• **Your task**
Rewrite the lines below, changing each "Give the position of each instance" to "Mark the location of every instance" and leaving everything else as it is.

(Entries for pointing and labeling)
===
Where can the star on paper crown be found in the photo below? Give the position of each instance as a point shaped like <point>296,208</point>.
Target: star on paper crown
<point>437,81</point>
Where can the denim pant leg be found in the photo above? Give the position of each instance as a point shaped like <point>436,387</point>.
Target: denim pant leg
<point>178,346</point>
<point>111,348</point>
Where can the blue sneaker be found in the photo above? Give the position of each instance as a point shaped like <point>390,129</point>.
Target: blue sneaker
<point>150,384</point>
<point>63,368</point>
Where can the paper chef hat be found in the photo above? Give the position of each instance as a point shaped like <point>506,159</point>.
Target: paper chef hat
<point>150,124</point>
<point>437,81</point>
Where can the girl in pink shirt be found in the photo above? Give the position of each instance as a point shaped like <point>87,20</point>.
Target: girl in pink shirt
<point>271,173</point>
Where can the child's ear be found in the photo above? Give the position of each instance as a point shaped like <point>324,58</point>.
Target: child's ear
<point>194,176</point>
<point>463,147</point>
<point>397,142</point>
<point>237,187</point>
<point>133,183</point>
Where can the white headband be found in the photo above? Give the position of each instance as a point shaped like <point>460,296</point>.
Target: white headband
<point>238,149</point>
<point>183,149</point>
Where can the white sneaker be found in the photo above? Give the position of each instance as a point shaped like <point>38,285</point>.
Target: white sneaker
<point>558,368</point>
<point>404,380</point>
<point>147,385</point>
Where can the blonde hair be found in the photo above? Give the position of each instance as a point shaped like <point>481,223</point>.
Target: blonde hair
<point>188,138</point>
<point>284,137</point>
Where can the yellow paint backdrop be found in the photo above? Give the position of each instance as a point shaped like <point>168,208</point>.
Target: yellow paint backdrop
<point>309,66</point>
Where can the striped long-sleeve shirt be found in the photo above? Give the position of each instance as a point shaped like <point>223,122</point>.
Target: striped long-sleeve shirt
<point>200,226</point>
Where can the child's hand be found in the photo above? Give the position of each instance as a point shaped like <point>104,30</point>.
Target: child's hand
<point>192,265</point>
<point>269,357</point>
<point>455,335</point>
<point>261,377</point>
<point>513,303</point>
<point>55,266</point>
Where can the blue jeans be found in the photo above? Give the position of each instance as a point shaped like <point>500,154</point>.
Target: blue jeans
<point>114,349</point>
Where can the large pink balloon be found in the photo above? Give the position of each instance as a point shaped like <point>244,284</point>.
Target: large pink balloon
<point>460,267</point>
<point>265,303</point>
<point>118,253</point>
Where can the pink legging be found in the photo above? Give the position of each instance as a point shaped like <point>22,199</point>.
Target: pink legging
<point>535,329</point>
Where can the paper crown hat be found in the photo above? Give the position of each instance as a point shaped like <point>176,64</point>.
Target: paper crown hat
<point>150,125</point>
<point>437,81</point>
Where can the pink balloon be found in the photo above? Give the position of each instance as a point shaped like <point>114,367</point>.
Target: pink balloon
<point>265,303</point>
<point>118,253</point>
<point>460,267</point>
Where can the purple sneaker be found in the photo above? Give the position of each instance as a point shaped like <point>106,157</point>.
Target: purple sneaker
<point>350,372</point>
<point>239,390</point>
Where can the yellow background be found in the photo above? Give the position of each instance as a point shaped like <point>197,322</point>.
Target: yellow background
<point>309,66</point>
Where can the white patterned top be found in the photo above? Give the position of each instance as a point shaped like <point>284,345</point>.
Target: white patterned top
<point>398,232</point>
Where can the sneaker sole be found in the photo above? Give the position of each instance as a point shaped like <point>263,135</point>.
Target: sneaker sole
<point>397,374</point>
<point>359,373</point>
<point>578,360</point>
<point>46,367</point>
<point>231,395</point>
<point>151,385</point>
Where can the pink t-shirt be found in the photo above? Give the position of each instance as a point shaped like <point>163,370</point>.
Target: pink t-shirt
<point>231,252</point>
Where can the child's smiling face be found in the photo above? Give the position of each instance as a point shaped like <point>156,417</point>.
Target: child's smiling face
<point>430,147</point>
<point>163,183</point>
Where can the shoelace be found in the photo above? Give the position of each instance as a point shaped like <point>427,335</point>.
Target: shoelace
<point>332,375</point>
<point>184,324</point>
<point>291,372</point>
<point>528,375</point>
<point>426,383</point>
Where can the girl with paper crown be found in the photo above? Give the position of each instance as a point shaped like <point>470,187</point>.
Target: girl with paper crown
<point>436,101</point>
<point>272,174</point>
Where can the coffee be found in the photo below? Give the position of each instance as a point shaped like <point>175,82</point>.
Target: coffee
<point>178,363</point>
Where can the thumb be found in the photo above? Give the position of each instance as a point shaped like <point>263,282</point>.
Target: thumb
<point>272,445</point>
===
• **Exercise answer**
Where can the star on paper crown be found in the photo below? Mark the location of every instance as a point shaped like <point>296,208</point>.
Target: star on paper crown
<point>437,81</point>
Where can the denim pant leg be found in the photo above? Mark the location of every instance as a point shaped like <point>436,387</point>.
Target: denim pant leg
<point>178,346</point>
<point>111,348</point>
Where can the blue sneaker be found in the photo above? Mark the location of every instance as a point shaped like <point>390,129</point>.
Target: blue sneaker
<point>150,384</point>
<point>63,368</point>
Where can the paper chef hat be found in the photo above? Mark the location of every instance as a point shaped like <point>506,159</point>.
Target: paper chef hat
<point>150,124</point>
<point>437,81</point>
Where can the girl in pink shirt be found in the photo above? Mark the location of every instance as a point shaped like <point>87,20</point>.
Target: girl in pink shirt
<point>271,173</point>
Where can the child's ear be found in the photo above? Mark the location of every instance as a point shaped like <point>324,58</point>.
Target: child's ear
<point>194,176</point>
<point>463,147</point>
<point>397,142</point>
<point>237,187</point>
<point>133,183</point>
Where can the white headband be found in the photo above? Mark the location of every instance as a point shaped like <point>460,296</point>.
Target: white headband
<point>238,149</point>
<point>183,149</point>
Where can the white sneaker be found in the photo above? Mark the location of every instance as a point shaped like <point>38,285</point>.
Target: white sneaker
<point>558,368</point>
<point>404,380</point>
<point>147,385</point>
Where can the blonde hair be found in the photo above? Mark the location of every instance as a point shaped like <point>481,223</point>.
Target: blonde hair
<point>188,138</point>
<point>284,137</point>
Where can the yellow paint backdrop be found in the photo above? Mark the location of every instance as a point shaped like <point>168,208</point>.
Target: yellow paint backdrop
<point>309,66</point>
Where can the striped long-sleeve shirt be found in the photo above? Mark the location of every instance as a point shaped like <point>223,122</point>.
Target: striped long-sleeve shirt
<point>200,226</point>
Where can the child's hand be found in the photo above? Mark the location of every instance as a point shaped like <point>104,30</point>.
Target: child's hand
<point>192,265</point>
<point>269,357</point>
<point>455,335</point>
<point>261,377</point>
<point>513,303</point>
<point>55,266</point>
Where can the blue jeans be found in the photo above? Mark the location of every instance as a point shaped like <point>500,154</point>.
Target: blue jeans
<point>114,349</point>
Where can the large pink balloon be found in the photo above? Mark the location of every instance as a point shaped like <point>244,284</point>.
Target: large pink balloon
<point>460,267</point>
<point>265,303</point>
<point>118,253</point>
Where can the pink legging be found in the photo above? Mark the location of every instance as a point shaped like <point>22,199</point>.
Target: pink legging
<point>535,329</point>
Where can the paper crown hat be found in the photo above? Mark the location of every instance as a point shaped like <point>176,64</point>.
Target: paper crown hat
<point>150,125</point>
<point>437,81</point>
Where can the pink balloon be found in the photo above? Mark the location of every instance as a point shaped like <point>114,367</point>.
Target: pink balloon
<point>265,303</point>
<point>118,253</point>
<point>460,267</point>
Where can the purple sneaker be found in the photo above? Mark the location of every instance as a point shaped like <point>106,157</point>.
Target: purple sneaker
<point>350,372</point>
<point>239,390</point>
Where can the yellow background be found in the photo above? Mark the location of every instance as a point shaped like <point>197,322</point>.
Target: yellow background
<point>309,66</point>
Where can the white patterned top be found in the photo above? Mark the location of every instance as a point shaped like <point>284,345</point>.
Target: white patterned top
<point>398,232</point>
Where can the sneaker sole be found in the photo above? Mark the location of every instance as a point shaped like <point>263,135</point>.
Target: sneaker sole
<point>397,374</point>
<point>359,373</point>
<point>578,360</point>
<point>46,367</point>
<point>231,395</point>
<point>151,385</point>
Where can the pink t-shirt be found in the photo above? Mark the location of every instance as a point shaped like <point>163,370</point>.
Target: pink t-shirt
<point>231,252</point>
Where can the child's smiling face be found in the photo above? Mark the location of every instance as a point shaped like <point>156,417</point>.
Target: child's smiling face
<point>430,147</point>
<point>163,183</point>
Where can the shoelace be found in the photo above? Mark the location of every instance as a point shaped like <point>427,335</point>.
Target: shoelace
<point>332,375</point>
<point>184,324</point>
<point>291,372</point>
<point>528,375</point>
<point>426,383</point>
Where can the girl with paper crown be found in the photo above? Mark the location of every instance as a point shaped like <point>470,187</point>.
Target: girl with paper crown
<point>436,101</point>
<point>272,174</point>
Where can the coffee be found in the photo below? Mark the location of every instance as a point shaped like <point>175,82</point>.
Target: coffee
<point>178,363</point>
Where can the thumb be found in the photo above? Mark the location of every instance as a point shaped like <point>263,282</point>.
Target: thumb
<point>272,445</point>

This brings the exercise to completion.